Ma allora perché immaginare distopie? Quali bisogni vengono appagati dall’immaginare futuri catastrofici, in cui l’umanità confluisce, senza ulteriori speranze, in una conclusione inesorabile della sua storia naturale e sociale? Per quale motivo la mente narrante sente la necessità di ipotizzare un ribaltamento della naturale propensione ottimistica del lieto fine?
La distopia è “un modello di società perversa, ottenuto o rovesciando la società in atto per smascherarne il vizio e denunciare la malvagità da cui difendersi o proiettando nel futuro le tensioni negative della società in atto, potenziate e portate alle estreme conseguenze” (Mariani, 2014).
Pur nella specificità dei contenuti trattati e dei formati narrativi adottati (libri, film, videogames), le distopie ruotano intorno ad alcuni temi ricorrenti, presumibile proiezione di paure, preoccupazioni e conflitti della realtà attuale:
- il disastro ecologico e climatico
- la drastica riduzione dell’umanità a seguito di conflitti bellici e atomici
- la sterilità
- la libertà di espressione violentemente minacciata dall’omologazione di pensiero
- la ricerca violenta del potere economico e sociale
…ma soprattutto, nonostante tutto, la mobilitazione risolutiva e la ricerca di senso dell’esistenza.

Righe per l'identificazione della posizione:
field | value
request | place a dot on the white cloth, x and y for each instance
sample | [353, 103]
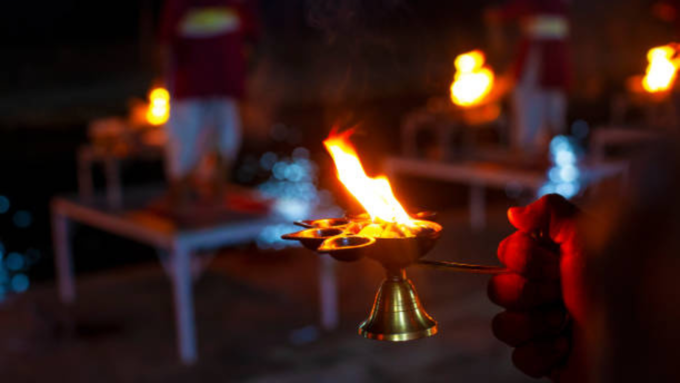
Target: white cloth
[537, 111]
[198, 127]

Sfide:
a) Ricopia il tratto del brano sulle distopie che va da "Ma allora perché" fino a "del lieto fine?".
b) Quali formati narrativi elenca tra parentesi il brano sulle distopie?
Le righe provengono da un'altra fonte.

Risposte per compito:
a)
Ma allora perché immaginare distopie? Quali bisogni vengono appagati dall’immaginare futuri catastrofici, in cui l’umanità confluisce, senza ulteriori speranze, in una conclusione inesorabile della sua storia naturale e sociale? Per quale motivo la mente narrante sente la necessità di ipotizzare un ribaltamento della naturale propensione ottimistica del lieto fine?

b) Libri, film e videogames.